• **EXERCISES TO COMPLETE**:
A: Report every line in the rows that contains the string "white". Case counts.
B: Write what comes next in the news digest on the delayed NHL season opener, picking up after its final sentence.

• **PASSAGE**:
______________________________

SBD/3/Leagues Governing Bodies

NHL SEASON OPENER DELAYED; "IS ANYBODY IN A HURRY HERE?"

     In Toronto, Damien Cox reports, "Aside from the production
of more evidence that both sides in the three-day-old NHL
shutdown believe themselves to be both united and on the high
moral ground, there was precious little progress" on Sunday
toward a new collective bargaining agreement.  NHL Commissioner
Gary Bettman and NHLPA Exec Dir Bob Goodenow spoke by phone, "and
bargaining is expected to resume tomorrow in New York" (TORONTO
STAR, 10/3).  One person from the league suggested a neutral site
(Murray Chass, N.Y. TIMES, 10/3).  NHL VP & General Counsel
Jeffrey Pash:  "There's room for negotiation on virtually every
issue" (Larry Brooks, N.Y. POST, 10/1).
     POSTPONEMENT:  Bettman, announcing Friday that the start of
the season will be postponed until October 15 in hopes of
beginning play with an agreement:  "We want a sensible system
because we need to make the product stronger.  If we have a
stronger product we think we can generate more revenues for the
benefit of everyone -- including, and especially, the players"
(ESPN, 9/30).
     BREAKING TRAINING:  Many players returned home after the
NHLPA announced that players would not take part in team-
sponsored training.  The union ran an ad in papers in NHL cities
across North America stating their case.
     SHOW THE NUMBERS:  Gare Joyce writes that Bettman and the
NHL "have provided little in the way of material backup for their
claims" that they are losing money.  Goodenow claims the union
has not received "profit and loss information" (Toronto GLOBE &
MAIL, 10/1).
     BEHIND THE SCENES:  Larry Brooks reports that Goodenow told
the N.Y. POST that Bettman acknowledged in a negotiating session
last week that the NHL was seeking a salary cap.  Goodenow: "Gary
admitted to me that the league's payroll taxation proposal was a
cap on salaries."  Bettman, who has consistently contended that
the league's plan is not a salary cap, was unavailable for
comment.  But the report notes that NHL ownership is willing to
negotiate a CBA that includes revenue-sharing and guarantees
players a percentage of all new income -- including pay-per-view
-- if the players accept the luxury tax concept (N.Y. POST,
10/3).  This morning's TORONTO SUN reports on a memo given to all
owners detailing actions clubs "must take during the
'postponement'" in terms of P.R., cost-cutting, contract
negotiations, roster moves, front-office operations, third-party
contracts, picketing, etc. (TORONTO SUN, 10/3).

______________________________

• **Data listing**:
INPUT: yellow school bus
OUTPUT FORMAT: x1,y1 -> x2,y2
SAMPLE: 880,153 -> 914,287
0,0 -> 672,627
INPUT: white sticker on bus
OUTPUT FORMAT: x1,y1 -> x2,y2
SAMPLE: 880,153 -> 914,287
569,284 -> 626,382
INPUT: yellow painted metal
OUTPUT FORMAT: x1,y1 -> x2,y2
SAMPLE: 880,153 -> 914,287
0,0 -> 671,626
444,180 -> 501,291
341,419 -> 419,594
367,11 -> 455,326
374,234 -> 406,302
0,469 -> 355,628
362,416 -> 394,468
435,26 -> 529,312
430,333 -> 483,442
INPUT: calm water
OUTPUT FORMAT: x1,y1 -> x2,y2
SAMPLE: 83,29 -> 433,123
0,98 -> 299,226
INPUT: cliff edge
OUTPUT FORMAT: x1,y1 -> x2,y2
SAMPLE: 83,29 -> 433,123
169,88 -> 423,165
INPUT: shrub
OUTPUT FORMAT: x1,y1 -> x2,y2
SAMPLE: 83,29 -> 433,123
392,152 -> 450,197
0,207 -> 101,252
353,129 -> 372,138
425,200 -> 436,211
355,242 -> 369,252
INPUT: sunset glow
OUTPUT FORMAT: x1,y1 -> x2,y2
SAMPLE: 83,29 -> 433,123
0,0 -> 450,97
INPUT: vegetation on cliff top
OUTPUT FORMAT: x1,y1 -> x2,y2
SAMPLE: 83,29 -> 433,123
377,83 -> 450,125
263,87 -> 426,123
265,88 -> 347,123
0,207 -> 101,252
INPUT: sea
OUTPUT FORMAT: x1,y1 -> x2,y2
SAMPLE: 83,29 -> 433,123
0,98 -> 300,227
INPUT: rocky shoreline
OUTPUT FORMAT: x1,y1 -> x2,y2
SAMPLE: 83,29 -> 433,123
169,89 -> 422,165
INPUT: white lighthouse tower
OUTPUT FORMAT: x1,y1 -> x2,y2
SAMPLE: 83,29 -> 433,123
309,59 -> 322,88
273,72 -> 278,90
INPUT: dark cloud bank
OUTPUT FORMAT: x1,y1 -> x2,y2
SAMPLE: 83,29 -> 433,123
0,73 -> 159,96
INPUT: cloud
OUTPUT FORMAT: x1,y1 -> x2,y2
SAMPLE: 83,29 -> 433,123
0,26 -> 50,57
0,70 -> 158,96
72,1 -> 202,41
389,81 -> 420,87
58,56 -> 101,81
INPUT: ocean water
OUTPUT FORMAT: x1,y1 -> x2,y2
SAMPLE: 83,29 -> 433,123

______________________________

• **THE RESPONSES**:
A:
INPUT: white sticker on bus
INPUT: white lighthouse tower

B:
     WHAT'S AT STAKE?  In Boston, Kevin Paul Dupont doubts the
"conventional wisdom" that a lockout would do the NHL
"irreparable harm":  "Chances are, hockey would survive (people
forget), and the game has a far better chance of thriving if the
owners can put themselves into healthier financial positions"
(BOSTON GLOBE, 10/2).  Sports marketer Brandon Steiner: "There
are so many new corporate sponsors and advertisers just stepping
into the game.  You just can't have this setback.  Because that
money, in such a competitive market place, will get funneled
somewhere else real quick" ("Sports Weekly," ESPN, 10/2).  Mike
Lupica:  "We are going to know something in six months that we
don't know now.  And that's whether there's going to be a salary
cap in sports or not" ("Sports Reporters," ESPN, 10/2).
     FROM THE PLAYERS:  Wayne Gretzky: "I don't see us playing
hockey at Christmas time" ("Moneyline," CNN, 9/30).  Gretzky:
"The problem we're facing here is much bigger than hockey.  It's
a problem that faces sports in general" (ESPN, 9/30).  Flyers
Player Rep Mark Recchi:  "We did everything possible to make the
season go.  It's obvious that Bettman had something else on his
agenda.  Basically, he's been lying to the association.  He's got
to take the blame if this goes a long time" (PHILA. INQUIRER,
10/1).  NHLPA VP Kelly Miller:  "If you have a McDonald's
franchise and put it on the wrong street corner or manage it
badly, it's not going to make a profit. ... I don't go along with
the argument that sports is special" (WASH. POST, 10/1).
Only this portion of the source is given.